## Work task A
According to the botany passage, about how many plant species are more than an occasional part of the human diet?
## Work task B
Summarize the botany passage in two sentences.
## Work task C
Reproduce the part of the botany passage from "This information made" up to and including "with climate change.".

## Page extract
Start of Block
This information made all the difference. So as not to establish sterile populations, the botanists analyzed seedlings to establish their parents and then planted individuals from different parents together. In this way, scientists were able to create Ziziphus populations  in protected areas that are able to reproduce sexually, which will give them the highest chances of long-term survival.

Botanists are also worried about crop plants. Only about 30 species of plants are more than an occasional part of the human diet, and that’s out of more than 400,000 plant species. Often these selected crops are based on only a tiny proportion of the genetic diversity of the wild species from which they are descended. The lack of diversity can create problems with their ability to cope with new pathogens and with climate change.
End of Block
## Provided records
Start of Block
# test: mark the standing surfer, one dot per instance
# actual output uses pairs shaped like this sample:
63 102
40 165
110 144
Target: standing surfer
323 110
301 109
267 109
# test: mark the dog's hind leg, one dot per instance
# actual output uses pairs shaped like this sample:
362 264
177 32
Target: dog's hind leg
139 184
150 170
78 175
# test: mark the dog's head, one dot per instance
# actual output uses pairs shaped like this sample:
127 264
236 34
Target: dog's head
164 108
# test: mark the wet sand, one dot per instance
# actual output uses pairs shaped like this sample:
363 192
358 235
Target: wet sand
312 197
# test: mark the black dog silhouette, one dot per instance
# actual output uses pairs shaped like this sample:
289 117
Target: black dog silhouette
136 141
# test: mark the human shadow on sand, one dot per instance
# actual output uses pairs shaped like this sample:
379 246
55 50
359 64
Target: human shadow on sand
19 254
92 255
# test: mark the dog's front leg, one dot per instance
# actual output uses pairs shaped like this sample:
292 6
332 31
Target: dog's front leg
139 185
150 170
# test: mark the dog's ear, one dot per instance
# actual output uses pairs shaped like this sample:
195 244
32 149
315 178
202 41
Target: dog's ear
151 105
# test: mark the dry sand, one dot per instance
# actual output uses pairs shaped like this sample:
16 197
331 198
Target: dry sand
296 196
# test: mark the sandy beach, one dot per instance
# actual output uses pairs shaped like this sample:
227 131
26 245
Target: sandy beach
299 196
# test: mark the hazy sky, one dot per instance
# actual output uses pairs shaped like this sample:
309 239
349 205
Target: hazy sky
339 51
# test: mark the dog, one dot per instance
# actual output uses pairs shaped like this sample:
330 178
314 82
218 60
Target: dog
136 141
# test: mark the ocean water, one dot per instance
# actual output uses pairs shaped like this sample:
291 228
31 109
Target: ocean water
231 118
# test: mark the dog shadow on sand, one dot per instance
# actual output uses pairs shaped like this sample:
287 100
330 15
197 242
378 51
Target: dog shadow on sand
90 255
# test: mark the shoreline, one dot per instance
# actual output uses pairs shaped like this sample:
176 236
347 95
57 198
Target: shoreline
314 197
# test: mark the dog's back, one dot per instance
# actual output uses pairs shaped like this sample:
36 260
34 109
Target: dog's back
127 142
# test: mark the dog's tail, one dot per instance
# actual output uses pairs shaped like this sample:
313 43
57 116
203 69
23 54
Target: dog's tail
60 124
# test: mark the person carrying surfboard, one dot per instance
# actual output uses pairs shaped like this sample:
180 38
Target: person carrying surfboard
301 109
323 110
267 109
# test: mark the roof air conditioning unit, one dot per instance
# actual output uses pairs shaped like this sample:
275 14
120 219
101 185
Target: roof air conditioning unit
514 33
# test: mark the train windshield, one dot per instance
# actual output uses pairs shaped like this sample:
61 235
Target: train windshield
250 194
End of Block
## Written solution A
About 30.

## Written solution B
To avoid sterile populations, botanists identified the parents of Ziziphus seedlings and planted individuals from different parents together, creating populations in protected areas that can reproduce sexually. Botanists also worry about crop plants, which come from only about 30 of more than 400,000 plant species and often carry little of the genetic diversity of the wild species they descend from, which can limit their ability to cope with new pathogens and climate change.

## Written solution C
This information made all the difference. So as not to establish sterile populations, the botanists analyzed seedlings to establish their parents and then planted individuals from different parents together. In this way, scientists were able to create Ziziphus populations  in protected areas that are able to reproduce sexually, which will give them the highest chances of long-term survival.

Botanists are also worried about crop plants. Only about 30 species of plants are more than an occasional part of the human diet, and that’s out of more than 400,000 plant species. Often these selected crops are based on only a tiny proportion of the genetic diversity of the wild species from which they are descended. The lack of diversity can create problems with their ability to cope with new pathogens and with climate change.